**Work instruction**
Whenever an image turns up, omit it and return the remaining data exactly.

#### Stored data ####

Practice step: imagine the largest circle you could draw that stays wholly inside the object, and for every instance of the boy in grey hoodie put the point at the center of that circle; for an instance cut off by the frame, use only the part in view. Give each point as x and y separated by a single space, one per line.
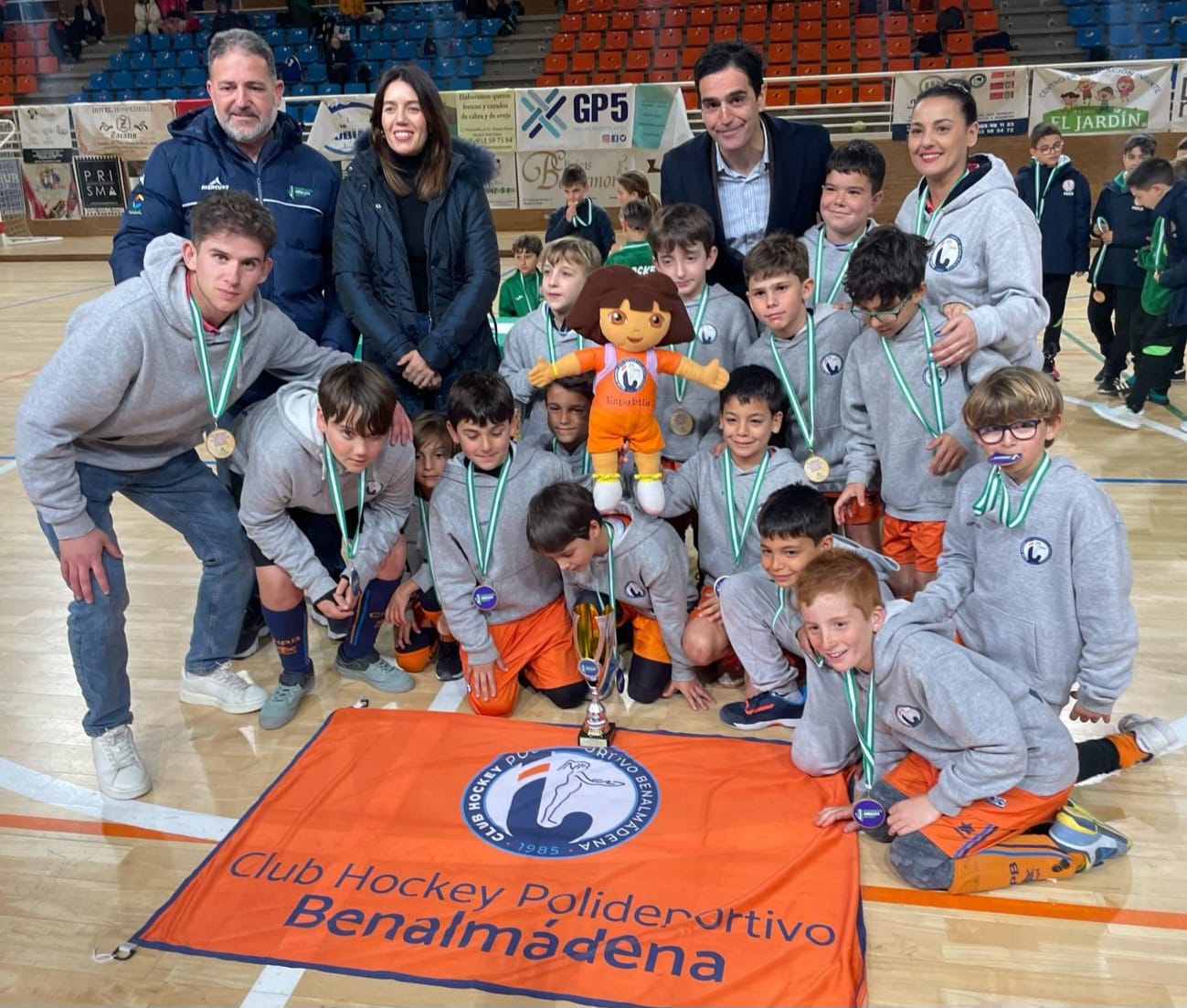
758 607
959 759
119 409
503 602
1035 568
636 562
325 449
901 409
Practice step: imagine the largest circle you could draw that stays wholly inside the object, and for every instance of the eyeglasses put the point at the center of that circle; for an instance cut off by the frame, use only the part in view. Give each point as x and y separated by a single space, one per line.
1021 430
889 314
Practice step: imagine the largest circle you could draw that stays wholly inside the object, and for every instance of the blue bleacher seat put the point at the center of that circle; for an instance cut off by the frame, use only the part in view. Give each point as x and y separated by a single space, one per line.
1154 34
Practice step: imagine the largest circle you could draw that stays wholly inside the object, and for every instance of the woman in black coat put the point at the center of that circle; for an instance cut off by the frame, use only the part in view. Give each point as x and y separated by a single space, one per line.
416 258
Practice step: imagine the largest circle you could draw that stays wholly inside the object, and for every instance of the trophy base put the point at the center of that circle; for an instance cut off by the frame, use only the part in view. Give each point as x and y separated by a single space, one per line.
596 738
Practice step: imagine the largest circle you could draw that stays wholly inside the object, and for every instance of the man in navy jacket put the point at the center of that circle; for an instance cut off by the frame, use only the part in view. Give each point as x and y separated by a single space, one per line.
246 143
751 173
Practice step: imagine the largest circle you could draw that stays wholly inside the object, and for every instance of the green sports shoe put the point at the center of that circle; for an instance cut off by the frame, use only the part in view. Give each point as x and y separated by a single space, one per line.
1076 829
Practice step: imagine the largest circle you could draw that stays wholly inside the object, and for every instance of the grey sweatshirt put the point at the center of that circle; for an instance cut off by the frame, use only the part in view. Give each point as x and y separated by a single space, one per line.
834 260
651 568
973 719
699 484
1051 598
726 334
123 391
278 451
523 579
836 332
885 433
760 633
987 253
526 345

####

**Answer area**
Practice step: imagine the largest circle you could draw that stays wholly inside the object, and for every instance of the boy in grey hoodie put the point at the center of that circle; for an instance cut off by the frame, use only the part in view. Give each point as x and y separated by a single space, one per line.
758 607
959 759
119 409
503 602
1035 568
636 562
325 449
901 409
Practice step: imagine the largest circle you could draw that stays wholly inside the object, and for every instance of the eyeglasses put the point at the center of that circle; for an instance cut off by the frame, use only the part in view. Give each point as x and y separated by a single space, one per line.
1021 430
889 314
Practice step: imagine the largest circle you could draw that stays wholly inside the object, and for every instance of the blue bleacher seat put the point at the center of that circle; for an instance cut off by the frame, use only the part in view. Give each point as x and y separated by a single space, one per line.
1154 34
Practice step: imagine the largest circle you could draw that stays wholly inside the object, and for every instance of the woman in black coat put the point at the center of that circle; for an instance cut off by the frame, use only the part in view. Give each point as x and y separated by a single space, one per line.
416 258
Practice step: imagine the largest circle you could draw that stays wholly inside the object, and for every instance of the trophy base put the point at the center of that circle; for an instance cut off by the frame, use only the part in view. Give each point as x and y separated by a single space, one per line.
596 738
Practice step: imagine the largest circle you could draw that stays wholly inside the object, and for every instance of the man in navy jacket put the point at the center of that circle; for an instance cut off by the frame, use only the part in view. Give each point as x and y separated by a single space, one per line.
246 143
751 173
Practice step: imagine the largest circle you could draw that stays wholly inside the object, and for every instance of the green sports shoe put the point at the center of that circle; for an instance cut off by the frame, use only the part in view. Give each point as x and y separated by a single space, one per line.
1076 829
Practice step: imagine the largest circle you could draw that stays wholly inside the object, and for every instance of the grey sweatshirt put the point at the center of that circle; for an instance cut off by the frame, use only the part in view. Give each point as x and y separated by a single space, one per line.
834 260
651 568
973 719
699 484
1051 598
726 334
123 391
278 451
523 579
836 332
885 433
760 633
987 253
526 345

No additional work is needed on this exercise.